_WRITTEN INSTRUCTION_.
Rewrite the lines of the listing, beginning with the line containing "Target = leafy tree" and continuing through the line containing "562), (1250, 534)]", requests included, with every coordinate in the answers scaled by 2.4 and rounded to the nearest whole number (halves rounded up). Return only those lines.

** begin **

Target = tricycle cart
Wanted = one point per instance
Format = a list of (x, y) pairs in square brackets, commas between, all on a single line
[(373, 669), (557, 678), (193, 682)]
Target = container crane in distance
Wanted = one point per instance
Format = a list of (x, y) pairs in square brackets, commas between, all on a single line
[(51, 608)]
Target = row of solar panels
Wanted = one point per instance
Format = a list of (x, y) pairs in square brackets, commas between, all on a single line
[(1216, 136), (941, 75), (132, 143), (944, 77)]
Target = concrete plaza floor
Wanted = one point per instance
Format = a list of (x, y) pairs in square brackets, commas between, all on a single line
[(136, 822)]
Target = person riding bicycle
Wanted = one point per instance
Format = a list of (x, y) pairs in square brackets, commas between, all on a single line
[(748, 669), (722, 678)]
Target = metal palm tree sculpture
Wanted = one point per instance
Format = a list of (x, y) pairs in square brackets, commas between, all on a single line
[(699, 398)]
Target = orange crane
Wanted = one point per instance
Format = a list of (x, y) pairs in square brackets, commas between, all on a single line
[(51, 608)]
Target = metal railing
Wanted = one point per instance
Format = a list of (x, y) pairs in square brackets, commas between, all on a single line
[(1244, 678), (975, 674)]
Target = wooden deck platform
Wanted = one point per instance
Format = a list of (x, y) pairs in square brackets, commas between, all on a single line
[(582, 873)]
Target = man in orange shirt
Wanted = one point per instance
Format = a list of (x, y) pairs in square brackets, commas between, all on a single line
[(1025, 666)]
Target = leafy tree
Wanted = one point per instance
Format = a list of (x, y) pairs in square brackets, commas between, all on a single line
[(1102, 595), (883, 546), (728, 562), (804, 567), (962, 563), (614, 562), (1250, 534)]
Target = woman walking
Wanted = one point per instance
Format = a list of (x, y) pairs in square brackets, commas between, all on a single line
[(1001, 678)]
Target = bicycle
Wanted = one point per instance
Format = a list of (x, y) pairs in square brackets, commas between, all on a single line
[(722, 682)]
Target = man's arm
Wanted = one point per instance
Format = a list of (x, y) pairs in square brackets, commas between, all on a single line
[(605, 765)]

** end **

_SOLUTION_.
Target = leafy tree
Wanted = one point per instance
Format = a list of (x, y) pairs in square brackets, commas between, all on a single line
[(2645, 1428), (2119, 1310), (1747, 1349), (1930, 1361), (2309, 1351), (1474, 1349), (3000, 1282)]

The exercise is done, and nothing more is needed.